With the images removed, write out each record exactly as given.
[[ DATA, beginning ]]
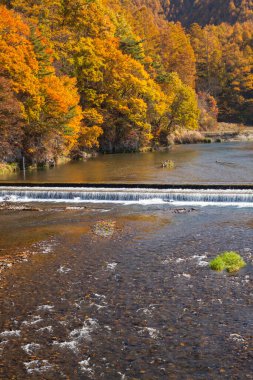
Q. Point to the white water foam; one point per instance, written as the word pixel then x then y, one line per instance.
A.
pixel 145 196
pixel 37 366
pixel 31 348
pixel 78 335
pixel 10 333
[[ DATA, end ]]
• **SOLUTION FOR THIS PROBLEM**:
Q. Point to the white water foam; one point per instance, written as the word pixel then x then y, one line per instance.
A.
pixel 145 196
pixel 37 366
pixel 31 348
pixel 78 335
pixel 10 333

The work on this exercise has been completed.